## Your assignment
Each entry must be copied exactly, without omission.

Stored records:
****

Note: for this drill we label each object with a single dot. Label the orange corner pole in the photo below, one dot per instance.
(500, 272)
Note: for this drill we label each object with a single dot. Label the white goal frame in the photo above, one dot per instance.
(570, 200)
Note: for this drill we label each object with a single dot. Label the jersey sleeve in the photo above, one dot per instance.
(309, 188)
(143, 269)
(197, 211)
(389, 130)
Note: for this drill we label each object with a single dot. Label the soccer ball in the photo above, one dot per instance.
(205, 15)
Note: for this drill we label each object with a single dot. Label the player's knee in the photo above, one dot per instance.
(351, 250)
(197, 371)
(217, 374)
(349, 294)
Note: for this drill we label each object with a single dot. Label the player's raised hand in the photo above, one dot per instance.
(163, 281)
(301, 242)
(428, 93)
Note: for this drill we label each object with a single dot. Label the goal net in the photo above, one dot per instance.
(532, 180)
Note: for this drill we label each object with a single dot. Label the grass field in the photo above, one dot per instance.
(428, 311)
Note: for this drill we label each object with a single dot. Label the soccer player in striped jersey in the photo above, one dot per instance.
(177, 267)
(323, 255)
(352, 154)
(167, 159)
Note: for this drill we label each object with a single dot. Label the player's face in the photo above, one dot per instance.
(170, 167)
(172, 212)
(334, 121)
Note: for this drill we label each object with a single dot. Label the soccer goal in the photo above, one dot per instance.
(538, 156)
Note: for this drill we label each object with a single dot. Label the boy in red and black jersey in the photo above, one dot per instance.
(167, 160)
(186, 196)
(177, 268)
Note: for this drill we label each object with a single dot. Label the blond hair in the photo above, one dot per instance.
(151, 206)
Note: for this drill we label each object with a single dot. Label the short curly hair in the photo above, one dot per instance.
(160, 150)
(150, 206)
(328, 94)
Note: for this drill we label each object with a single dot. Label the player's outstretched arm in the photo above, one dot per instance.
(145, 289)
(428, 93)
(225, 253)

****

## Exercise answer
Note: for this drill we label each object with a single dot. Label the orange corner pole in the photo below, one dot per instance.
(500, 272)
Note: for this drill we label each object with a single dot. Label the white goal frame in the photo above, one dot per instance.
(570, 200)
Note: for this drill we label each object with a single dot. Label the jersey sleeve in the photo above, one dot per instance.
(309, 188)
(143, 269)
(197, 211)
(389, 130)
Note: for this drill we label each object with a single dot. Label the soccer ball in the photo above, one dot per instance.
(205, 15)
Note: for this drill we label each object with a single dot. Label the player's knee in the photo above, one dot per instance.
(351, 250)
(197, 371)
(217, 374)
(349, 294)
Note: for this drill we label each object with a single dot. Label the player's raised hand in the photo above, one dot per instance.
(163, 281)
(301, 242)
(428, 93)
Note: for this drill we label each object with a single dot. Label the goal net in the photo above, one dot per instance.
(532, 180)
Note: for this drill we label each object with a single dot. Label the grass field in the photo above, one dot per instance.
(428, 311)
Note: for this drill we label each object with a single dot. Label the soccer player in striped jersey in the photo above, one dot per instance.
(177, 267)
(323, 255)
(352, 154)
(167, 159)
Note: for this drill we label each object with a single dot. Label the player's face in the photo above, one dot per instance.
(170, 167)
(172, 212)
(334, 121)
Note: for this drill we label each object with a single dot. Label the soccer goal in the photo above, one dot per instance.
(538, 156)
Note: for this drill we label each object with a single dot. Label the boy in red and black jersey in the photo above, one dot per instance.
(167, 160)
(186, 196)
(177, 268)
Note: for this drill we label each object with a single dot. Label the blond hair in the photo above, one dot per instance.
(151, 206)
Note: for this drill we label each object with a single dot. Label the short curly hair in the photo above, one dot per instance.
(160, 150)
(150, 206)
(328, 94)
Note: for this drill we label each object with a single dot. Label the player's outstretched arm in the photo above, one dot per instance.
(145, 289)
(428, 93)
(225, 253)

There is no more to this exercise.